Given passage:
##############################

"The key problem of a startup is that it always takes longer than expected to launch a product, so it's important to get things done quickly"

Interview with Mikhail Necheporenko - Zero2Hero Team Leader, CTO of a tech startup, an expert in the tech products development
Startup founders often wonder: What steps should be taken to a successful product launch? What is a prototype and what is its key difference from MVP? What mistakes do founders make, and what should they do to prevent them?

To answer these, as well as some other questions, the Zero2Hero founder Tatiana Melnichuk has interviewed the CTO of an IT startup and our project Team Leader Mikhail Necheporenko.
— Misha, hi! Please tell us what are you doing now at your company?
— Our company creates various technologies that allow publishers to increase their incomes. Publishers are the owners of ad spaces where advertisers post their ads.

Thanks to our technologies, a person will be shown more expensive ads, and, therefore, an advertiser will earn significantly more than someone who doesn't use our technology. This is a complex project and it has many parts.
— Great! How long have you been working for this project?
— I have been working on this project for about four years, but I have been working on the advertising market for more than eight.
— Have you been working from the very beginning of the project?
— If we are talking about this company, then yes, I have been working from the very beginning. Interestingly, this project has evolved several times. If you look at the original idea and what it's resulted in now, then we'll see two different projects that have one common idea, but the ways of its implementation are two completely different things.
— Is it correct to say that your company was a startup?
— This is a startup even now :) There are many definitions of a startup, and one of them sounds like this: a startup is an enterprise that doesn't have a clear business model.
Our project is at the industry's and the advertising direction peak, we do know-how, and therefore our business model is constantly changing.
— Thank you! We'll return to the business model a bit later. Let's roll back a little. Why did you start working on this project? How did you decide to join a "risky" startup?
— A startup is an attractive place because of people, not ideas. A friend of mine invited me to work there. I know him well: we were working at the same company earlier. If we talk about why I didn't go to a large company, to an office, to a managerial position, but to a startup, it's because there is a liveliness in a startup. It is very cool when life gives you a new challenge every day.
First, you make a prototype, then build an MVP, then you are happy about the cool and rapid launch, or maybe you are upset that you need to pivot. You're in constant flux, and that's cool.
—Great, you started to talk about the stages of a startup launch. Tell us about prototypes and how they differ from MVP.

##############################

Supplied records:
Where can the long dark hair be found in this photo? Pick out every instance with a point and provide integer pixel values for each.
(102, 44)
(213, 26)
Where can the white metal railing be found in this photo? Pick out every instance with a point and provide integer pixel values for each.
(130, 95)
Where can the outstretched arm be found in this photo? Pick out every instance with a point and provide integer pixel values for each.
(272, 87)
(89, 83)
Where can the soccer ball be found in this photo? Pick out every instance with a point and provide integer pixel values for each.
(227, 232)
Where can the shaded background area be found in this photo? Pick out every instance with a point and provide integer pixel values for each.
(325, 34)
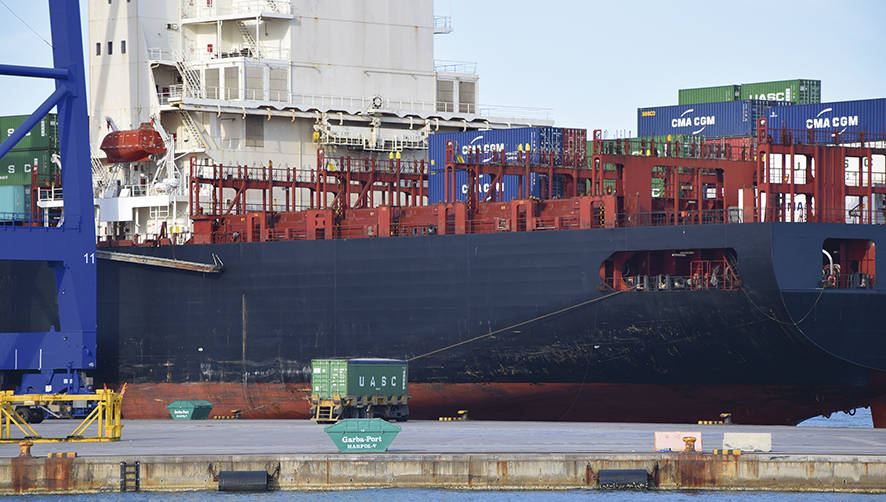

##############################

Task instructions:
1 > In the interview, how long has Mikhail Necheporenko worked in the advertising market?
2 > Quote the rows from the line containing "Where can the shaded" through the end of the rows, both ends included, and leave the pictures out.

The solutions:
1 > More than eight years.

2 >
Where can the shaded background area be found in this photo? Pick out every instance with a point and provide integer pixel values for each.
(325, 34)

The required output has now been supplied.